━━━━━ Trecho do texto

Nota do Blog: o Grupo de Trabalho da SBPC e ABC continuou a trabalhar na proposta legislativa de alteração do Código Florestal, agora para atender demanda especifica dos Senadores. O documento resultante da analise do projeto de lei pode ser encontrado no site da SBPC (aqui). Abaixo reproduzido o sumario executivo do documento.
SUMÁRIO EXECUTIVO
A Sociedade Brasileira para o Progresso da Ciência (SBPC) e a Academia Brasileira de Ciências (ABC) concordam com a necessidade de reformulação do Código Florestal vigente (Lei 4.771/1965) para adaptá-lo às mudanças no uso e ocupação do solo do território brasileiro. No entanto, a atualização do Código Florestal precisa ser feita à luz da ciência e tecnologia hoje disponíveis. O Brasil tem a oportunidade de dar um exemplo ao mundo de uma nova forma de convivência harmoniosa da conservação ambiental com a produção agrícola.
O Senado Federal tem o importante papel de corrigir os equívocos verificados na votação da matéria na Câmara dos Deputados (“substitutivo” ao PL 1.876/1999 e demais PLs àquele apensados e, atualmente denominado Projeto de Lei da Câmara nº 30/2011).
Para auxiliar os Senhores Senadores e Senhoras Senadoras na apreciação da matéria, a SBPC e a ABC vêm ressaltar alguns dos pontos que precisam ser revistos no PLC 30/2011. Cada um desses pontos é analisado em maior detalhe e com a bibliografia pertinente no documento completo, anexo a este sumário executivo. Este documento vem se somar ao livro “O Código Florestal e a Ciência. Contribuições para o Diálogo” publicado pela SBPC e a ABC, em abril de 2011.
1. NÃO EXISTE O DILEMA ENTRE CONSERVAR/PRESERVAR O AMBIENTE E PRODUZIR ALIMENTOS
• O Brasil tem enorme vocação agrícola e deve continuar aumentando a produção de alimentos para o consumo interno e para exportações, mas precisa fazer isso de forma ambientalmente sustentável, permitindo diferenciar os produtos agrícolas brasileiros e atender à demanda atual de mercado. O Brasil já dispõe de área agrícola suficiente para isso, desde que devidamente tecnificada, e ainda dispõe de área natural suficiente para a conservação/preservação de nosso patrimônio biológico.
• A grande limitação para a expansão da agricultura brasileira é a falta de adequação de sua política agrícola, com tecnificação dos pequenos produtores, políticas de preços agrícolas, incluindo insumos, política de estoques reguladores, infraestrutura de escoamento e armazenamento dos produtos agrícolas etc., e não as restrições ambientais colocadas pelo Código Florestal brasileiro. Bastaria um aumento marginal da produtividade da pecuária brasileira, que é notoriamente ineficiente e ocupa 2/3 das áreas agrícolas disponíveis hoje no Brasil, para disponibilizar em torno de 60 milhões de hectares para a agricultura, o que mais do que dobraria a área agrícola atual.

━━━━━━━━━━
━━━━━ Informações fornecidas

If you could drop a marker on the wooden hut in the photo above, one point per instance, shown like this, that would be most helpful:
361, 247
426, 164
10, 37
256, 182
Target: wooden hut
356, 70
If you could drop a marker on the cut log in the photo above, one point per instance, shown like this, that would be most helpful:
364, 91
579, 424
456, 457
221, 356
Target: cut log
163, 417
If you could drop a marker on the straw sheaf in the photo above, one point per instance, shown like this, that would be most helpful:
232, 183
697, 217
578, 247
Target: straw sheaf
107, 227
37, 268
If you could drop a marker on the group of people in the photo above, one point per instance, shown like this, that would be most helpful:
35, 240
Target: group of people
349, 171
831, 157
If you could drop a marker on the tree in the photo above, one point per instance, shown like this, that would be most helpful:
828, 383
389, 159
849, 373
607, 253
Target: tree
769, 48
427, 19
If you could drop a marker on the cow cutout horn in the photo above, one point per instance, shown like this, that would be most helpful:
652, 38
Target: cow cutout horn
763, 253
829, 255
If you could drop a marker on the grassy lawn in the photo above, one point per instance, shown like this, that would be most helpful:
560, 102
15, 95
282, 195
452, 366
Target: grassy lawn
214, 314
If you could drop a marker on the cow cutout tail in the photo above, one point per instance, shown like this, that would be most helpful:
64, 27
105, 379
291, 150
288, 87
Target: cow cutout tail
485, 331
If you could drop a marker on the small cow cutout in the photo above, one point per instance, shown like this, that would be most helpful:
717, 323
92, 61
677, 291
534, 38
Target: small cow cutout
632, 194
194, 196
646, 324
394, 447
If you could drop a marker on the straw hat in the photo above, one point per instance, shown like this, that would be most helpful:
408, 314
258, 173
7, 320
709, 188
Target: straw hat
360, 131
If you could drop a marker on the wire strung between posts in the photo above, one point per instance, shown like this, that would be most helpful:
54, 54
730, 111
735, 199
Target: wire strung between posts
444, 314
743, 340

━━━━━━━━━━

## A tarefa
Copie fielmente o trecho do sumário sobre o Código Florestal que começa em "1. NÃO EXISTE" e segue até "nosso patrimônio biológico.".

## Resposta escrita
1. NÃO EXISTE O DILEMA ENTRE CONSERVAR/PRESERVAR O AMBIENTE E PRODUZIR ALIMENTOS
• O Brasil tem enorme vocação agrícola e deve continuar aumentando a produção de alimentos para o consumo interno e para exportações, mas precisa fazer isso de forma ambientalmente sustentável, permitindo diferenciar os produtos agrícolas brasileiros e atender à demanda atual de mercado. O Brasil já dispõe de área agrícola suficiente para isso, desde que devidamente tecnificada, e ainda dispõe de área natural suficiente para a conservação/preservação de nosso patrimônio biológico.